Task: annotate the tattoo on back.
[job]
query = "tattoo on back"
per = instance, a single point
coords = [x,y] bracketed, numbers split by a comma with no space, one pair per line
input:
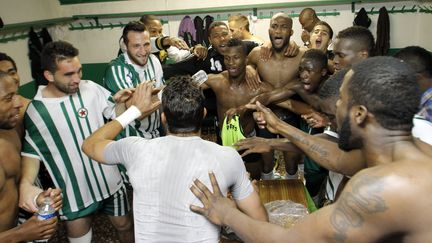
[365,198]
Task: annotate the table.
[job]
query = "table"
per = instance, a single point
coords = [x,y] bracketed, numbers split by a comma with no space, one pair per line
[271,190]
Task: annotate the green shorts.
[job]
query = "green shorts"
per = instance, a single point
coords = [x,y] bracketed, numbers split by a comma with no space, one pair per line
[115,205]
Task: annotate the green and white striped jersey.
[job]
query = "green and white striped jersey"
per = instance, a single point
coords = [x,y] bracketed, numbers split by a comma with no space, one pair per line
[55,131]
[122,73]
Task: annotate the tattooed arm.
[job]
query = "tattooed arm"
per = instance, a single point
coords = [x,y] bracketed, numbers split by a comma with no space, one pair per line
[360,215]
[319,148]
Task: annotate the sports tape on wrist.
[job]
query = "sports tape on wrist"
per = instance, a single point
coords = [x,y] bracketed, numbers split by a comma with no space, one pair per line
[128,116]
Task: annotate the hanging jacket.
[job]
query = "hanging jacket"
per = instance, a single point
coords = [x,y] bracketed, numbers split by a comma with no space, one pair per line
[187,31]
[207,22]
[199,27]
[35,49]
[383,33]
[362,19]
• • • • • • •
# Descrizione del compito
Ricopia parola per parola ogni riga dell'elenco qui sopra, dalla prima all'ultima, lasciando fuori le immagini.

# Risposta al compito
Task: annotate the tattoo on back.
[job]
query = "tattoo on back"
per = instance, a single point
coords = [x,y] bracketed, numbers split by a comma with no space, one pair per line
input:
[365,198]
Task: annotate the table.
[job]
query = "table"
per = instance, a single point
coords = [x,y] bracketed, numbers split by a comma with no space, one pair per line
[271,190]
Task: annotate the green shorts.
[job]
query = "green shorts"
per = instance, a single point
coords = [x,y] bracketed, numbers split by a comma with no space, one pair per line
[115,205]
Task: annotate the green and white striped jersey.
[job]
query = "green and white striped jersey"
per = instance, a single point
coords = [x,y] bracketed, numbers split by a comma with no space, one pair per line
[55,131]
[122,73]
Task: annotate the tattooed arm.
[job]
query = "tattooed arm"
per = instance, a single point
coords = [x,y] bracketed, numbers split by a comma with no space, one pair per line
[360,215]
[319,148]
Task: annotate the sports tape on wrist.
[job]
query = "sports tape on wrist"
per = instance, a single point
coords = [x,y] bracketed, numbers split by a comma with no space, one pair per line
[128,116]
Task: annotate the hanging jacket.
[job]
query = "hanging jacket"
per = instance, a single point
coords = [x,y] bracketed, numbers split by a comma with no space, one pair per line
[187,31]
[207,22]
[199,27]
[35,49]
[383,33]
[362,19]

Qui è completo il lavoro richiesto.